(Stored data)

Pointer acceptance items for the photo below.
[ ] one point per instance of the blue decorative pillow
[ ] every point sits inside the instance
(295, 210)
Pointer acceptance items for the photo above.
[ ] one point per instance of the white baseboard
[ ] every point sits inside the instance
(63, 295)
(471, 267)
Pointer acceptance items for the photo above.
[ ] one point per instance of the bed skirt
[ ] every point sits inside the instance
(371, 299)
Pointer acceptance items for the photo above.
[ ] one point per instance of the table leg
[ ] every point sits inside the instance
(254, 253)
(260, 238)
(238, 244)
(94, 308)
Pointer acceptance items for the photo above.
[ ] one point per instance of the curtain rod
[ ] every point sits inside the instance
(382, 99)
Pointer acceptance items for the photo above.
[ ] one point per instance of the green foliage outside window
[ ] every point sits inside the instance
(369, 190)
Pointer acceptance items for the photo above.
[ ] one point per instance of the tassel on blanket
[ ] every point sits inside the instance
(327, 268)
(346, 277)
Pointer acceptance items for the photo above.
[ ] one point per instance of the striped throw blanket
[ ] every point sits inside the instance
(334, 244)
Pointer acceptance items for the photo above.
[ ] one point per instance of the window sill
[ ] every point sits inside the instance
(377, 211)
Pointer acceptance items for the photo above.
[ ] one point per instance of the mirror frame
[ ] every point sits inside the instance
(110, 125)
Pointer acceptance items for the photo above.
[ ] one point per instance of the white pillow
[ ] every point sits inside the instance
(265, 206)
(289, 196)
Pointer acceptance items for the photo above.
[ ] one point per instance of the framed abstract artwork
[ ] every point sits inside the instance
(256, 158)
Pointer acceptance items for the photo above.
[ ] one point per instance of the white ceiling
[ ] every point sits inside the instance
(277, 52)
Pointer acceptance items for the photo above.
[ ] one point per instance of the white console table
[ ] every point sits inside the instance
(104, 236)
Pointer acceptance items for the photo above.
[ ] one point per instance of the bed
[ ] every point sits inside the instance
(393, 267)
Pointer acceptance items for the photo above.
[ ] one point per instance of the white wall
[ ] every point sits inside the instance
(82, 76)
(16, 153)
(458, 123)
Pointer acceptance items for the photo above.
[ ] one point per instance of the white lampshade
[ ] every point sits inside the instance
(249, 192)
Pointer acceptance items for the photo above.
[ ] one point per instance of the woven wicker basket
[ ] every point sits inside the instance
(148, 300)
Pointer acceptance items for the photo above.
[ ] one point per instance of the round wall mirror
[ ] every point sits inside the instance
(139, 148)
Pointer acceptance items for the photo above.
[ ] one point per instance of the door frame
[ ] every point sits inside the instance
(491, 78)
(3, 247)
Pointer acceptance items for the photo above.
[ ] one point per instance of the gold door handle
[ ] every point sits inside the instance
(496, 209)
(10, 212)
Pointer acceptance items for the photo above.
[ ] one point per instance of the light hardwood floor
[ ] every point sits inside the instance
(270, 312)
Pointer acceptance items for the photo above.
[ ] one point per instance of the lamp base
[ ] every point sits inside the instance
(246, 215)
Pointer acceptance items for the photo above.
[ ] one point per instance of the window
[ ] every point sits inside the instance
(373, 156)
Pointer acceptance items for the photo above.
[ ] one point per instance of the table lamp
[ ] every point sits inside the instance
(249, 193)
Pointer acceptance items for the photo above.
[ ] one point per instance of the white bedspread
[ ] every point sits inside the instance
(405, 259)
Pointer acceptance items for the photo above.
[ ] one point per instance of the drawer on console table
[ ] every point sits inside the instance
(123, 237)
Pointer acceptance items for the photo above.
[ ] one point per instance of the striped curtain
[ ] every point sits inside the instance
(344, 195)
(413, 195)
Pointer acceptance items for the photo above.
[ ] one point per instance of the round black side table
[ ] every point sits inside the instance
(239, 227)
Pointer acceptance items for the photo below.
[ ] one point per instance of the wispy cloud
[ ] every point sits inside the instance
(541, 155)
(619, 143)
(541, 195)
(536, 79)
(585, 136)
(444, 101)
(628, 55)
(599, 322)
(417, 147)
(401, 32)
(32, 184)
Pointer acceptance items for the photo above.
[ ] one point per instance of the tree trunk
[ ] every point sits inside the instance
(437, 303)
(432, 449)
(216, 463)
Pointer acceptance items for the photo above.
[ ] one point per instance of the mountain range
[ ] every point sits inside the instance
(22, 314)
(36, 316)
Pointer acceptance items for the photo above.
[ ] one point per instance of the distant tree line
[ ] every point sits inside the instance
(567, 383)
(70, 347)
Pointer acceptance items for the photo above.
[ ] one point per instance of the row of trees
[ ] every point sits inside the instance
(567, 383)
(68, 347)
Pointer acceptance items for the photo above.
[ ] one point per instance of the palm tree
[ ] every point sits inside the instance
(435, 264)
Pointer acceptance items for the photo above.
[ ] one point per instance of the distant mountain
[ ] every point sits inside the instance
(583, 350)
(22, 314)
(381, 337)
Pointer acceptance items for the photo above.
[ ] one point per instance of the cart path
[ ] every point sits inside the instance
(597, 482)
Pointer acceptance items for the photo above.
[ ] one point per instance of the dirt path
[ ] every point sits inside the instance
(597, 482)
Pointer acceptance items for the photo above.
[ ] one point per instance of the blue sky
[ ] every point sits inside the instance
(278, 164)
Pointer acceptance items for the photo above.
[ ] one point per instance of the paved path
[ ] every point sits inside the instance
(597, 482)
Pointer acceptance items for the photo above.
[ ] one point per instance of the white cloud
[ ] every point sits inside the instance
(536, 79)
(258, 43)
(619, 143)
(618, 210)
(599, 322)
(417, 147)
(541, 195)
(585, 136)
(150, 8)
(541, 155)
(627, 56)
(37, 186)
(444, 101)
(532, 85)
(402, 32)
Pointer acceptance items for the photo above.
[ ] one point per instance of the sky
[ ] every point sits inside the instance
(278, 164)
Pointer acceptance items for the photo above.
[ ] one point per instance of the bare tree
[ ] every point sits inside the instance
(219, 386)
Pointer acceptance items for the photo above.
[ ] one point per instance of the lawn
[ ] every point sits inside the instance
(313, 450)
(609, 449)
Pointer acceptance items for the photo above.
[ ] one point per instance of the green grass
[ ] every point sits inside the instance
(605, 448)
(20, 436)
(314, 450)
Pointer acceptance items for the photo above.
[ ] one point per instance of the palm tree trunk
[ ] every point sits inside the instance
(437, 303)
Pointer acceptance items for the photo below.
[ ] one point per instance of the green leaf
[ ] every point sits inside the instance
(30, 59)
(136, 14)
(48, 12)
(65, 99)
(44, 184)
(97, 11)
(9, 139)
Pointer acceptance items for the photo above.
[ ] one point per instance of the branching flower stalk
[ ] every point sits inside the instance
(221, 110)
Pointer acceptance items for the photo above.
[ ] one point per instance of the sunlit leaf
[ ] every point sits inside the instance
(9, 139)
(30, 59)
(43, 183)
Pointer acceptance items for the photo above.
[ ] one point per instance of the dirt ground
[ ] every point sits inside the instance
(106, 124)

[What to do] All of the records above need to be printed again exactly as they appear.

[Answer section]
Pointer acceptance items for the photo below.
[ ] one point per instance of the blue decorative pillow
[ ] every point sits inside the instance
(295, 210)
Pointer acceptance items for the photo above.
[ ] one point per instance of the white baseboard
[ ] every point sits inside the instance
(63, 295)
(471, 267)
Pointer acceptance items for the photo above.
[ ] one point per instance of the bed skirt
[ ] every point sits inside the instance
(371, 299)
Pointer acceptance items for the photo above.
[ ] one point per instance of the table leg
[ ] every point sits inside the instance
(254, 253)
(260, 238)
(238, 244)
(94, 308)
Pointer acceptance items for the photo above.
[ ] one point per instance of the curtain rod
[ ] every point sits inside the instance
(382, 99)
Pointer acceptance items for the photo above.
[ ] one point per instance of the green foliage outside window
[ ] every point sits inside the instance
(369, 190)
Pointer acceptance items for the photo above.
[ ] one point per instance of the tassel on blanket
[ ] every point sits inside the instance
(327, 268)
(346, 277)
Pointer acceptance items for the photo above.
[ ] one point per instance of the striped throw blanket
[ ] every point sits inside the instance
(334, 244)
Pointer acceptance items for the photo above.
[ ] one point per instance of the window sill
[ ] every point sits inside the instance
(377, 211)
Pointer acceptance items for the photo above.
[ ] one point per instance of the mirror frame
[ ] every point sits inside the instance
(110, 125)
Pointer acceptance items for the photo above.
[ ] one point per instance of the white pillow
[ ] every point sits inside the instance
(265, 206)
(289, 196)
Pointer acceptance items for the photo above.
[ ] one point per instance of the framed abstract artwork
[ ] every point sits inside the instance
(256, 158)
Pointer acceptance items for the photo above.
[ ] one point per instance of the white ceiling
[ ] every point sits inside the instance
(277, 52)
Pointer acceptance items for the photo above.
[ ] one point per instance of the white console table
[ ] every point sits inside the instance
(104, 236)
Pointer acceptance items for the photo above.
[ ] one point per instance of the bed
[ ] every point sits inside the instance
(393, 267)
Pointer acceptance items for the photo above.
[ ] one point per instance of the white wall
[ ] every point sits inside the instance
(82, 76)
(16, 153)
(458, 123)
Pointer acceptance items for the photo above.
[ ] one point per instance of the white lampshade
[ ] every point sits inside the instance
(249, 192)
Pointer acceptance items for the photo above.
[ ] one point per instance of the woven wicker basket
[ ] every point sits inside the instance
(148, 300)
Pointer acceptance items for the photo above.
[ ] one point per instance of the round wall mirror
[ ] every point sits inside the instance
(139, 148)
Pointer acceptance items for the photo above.
[ ] one point per instance of the door frame
[ ] every point sits inside the instance
(491, 78)
(3, 247)
Pointer acceptance items for the photo above.
[ ] one point per instance of the gold door handle
[ ] every point sits inside the instance
(496, 209)
(10, 212)
Pointer acceptance items for the photo above.
[ ] one point per instance of the light hardwood floor
[ ] every point sits inside the instance
(270, 312)
Pointer acceptance items for the photo above.
[ ] one point per instance of the lamp base
[ ] every point sits inside the instance
(246, 215)
Pointer acceptance items for the photo above.
[ ] one point per instance of the window
[ ] every point sits inside the instance
(373, 156)
Pointer acceptance items for the photo above.
[ ] one point per instance of the table lamp
[ ] every point sits inside the instance
(249, 193)
Pointer acceptance items for the photo above.
[ ] one point per instance of the white bedspread
[ ] every point sits inside the instance
(405, 259)
Pointer acceptance items for the photo above.
[ ] one point per instance of the drawer on console table
[ ] every point sits inside the instance
(123, 237)
Pointer acceptance items for the photo above.
[ ] one point per instance of the striped curtain
[ ] every point sits inside the instance
(344, 195)
(413, 195)
Pointer acceptance items for the photo above.
[ ] one point per instance of the round black side table
[ ] every point sits inside the instance
(239, 227)
Pointer acceptance items for the photo below.
[ ] one point per instance of the wispy cloud
[ ] every point sits inside the instance
(541, 155)
(619, 143)
(541, 195)
(536, 79)
(585, 136)
(444, 101)
(628, 55)
(599, 322)
(417, 147)
(401, 32)
(32, 184)
Pointer acceptance items for the photo above.
[ ] one point per instance of the tree trunk
[ ] every point sits inside the instance
(437, 303)
(432, 449)
(216, 463)
Pointer acceptance items for the photo above.
[ ] one point per instance of the mountain range
[ ] every point sits inside the instance
(22, 314)
(36, 316)
Pointer acceptance items for the photo above.
[ ] one point per instance of the distant tree line
[ ] every point sits inside the instance
(567, 383)
(70, 347)
Pointer acceptance items for the photo above.
[ ] one point per instance of the row of trees
[ ] every point sits inside the instance
(567, 383)
(68, 347)
Pointer acceptance items for the photo above.
[ ] one point per instance of the palm tree
[ ] every point sits inside the instance
(435, 264)
Pointer acceptance items for the photo above.
[ ] one point per instance of the distant mountain
[ ] every point sits inside the instance
(583, 350)
(22, 314)
(381, 337)
Pointer acceptance items for the photo above.
[ ] one point per instance of the cart path
[ ] every point sits inside the instance
(597, 482)
Pointer acceptance items for the photo above.
[ ] one point per instance of the dirt path
[ ] every point sits inside the instance
(597, 482)
Pointer acceptance items for the photo above.
[ ] one point per instance of the blue sky
[ ] every point sits inside the instance
(278, 164)
Pointer acceptance items for the photo above.
[ ] one point per instance of the paved path
[ ] every point sits inside the instance
(597, 482)
Pointer acceptance items for the photo above.
[ ] one point per instance of the white cloud
[ ] every point sits inside the instance
(536, 79)
(258, 43)
(619, 143)
(618, 210)
(599, 322)
(417, 147)
(541, 195)
(585, 136)
(150, 8)
(541, 155)
(627, 56)
(37, 186)
(444, 101)
(532, 85)
(402, 32)
Pointer acceptance items for the photo above.
[ ] one point per instance of the sky
[ ] every point sits inside the instance
(278, 164)
Pointer acceptance items for the photo above.
[ ] one point per instance of the bare tree
[ ] every point sits inside the instance
(219, 386)
Pointer acceptance items for the photo above.
[ ] one point per instance of the lawn
[ ] every point sits inside the instance
(313, 450)
(609, 449)
Pointer acceptance items for the photo above.
[ ] one point per instance of the green grass
[ ] every point sits inside the instance
(605, 448)
(20, 436)
(314, 450)
Pointer acceptance items for the photo above.
[ ] one point per instance of the palm tree trunk
[ ] every point sits inside the instance
(437, 303)
Pointer acceptance items for the photo below.
[ ] one point per instance of the green leaf
[ ] every point sits inside the instance
(30, 59)
(136, 14)
(48, 12)
(65, 99)
(44, 184)
(97, 11)
(9, 139)
Pointer acceptance items for the photo above.
[ ] one point per instance of the branching flower stalk
[ ] every point sits inside the instance
(221, 110)
Pointer acceptance items for the photo above.
[ ] one point per instance of the sunlit leaf
[ ] every point sits inside the instance
(9, 139)
(30, 59)
(43, 183)
Pointer acceptance items for the photo above.
[ ] one point per instance of the dirt ground
[ ] every point sits inside the instance
(106, 124)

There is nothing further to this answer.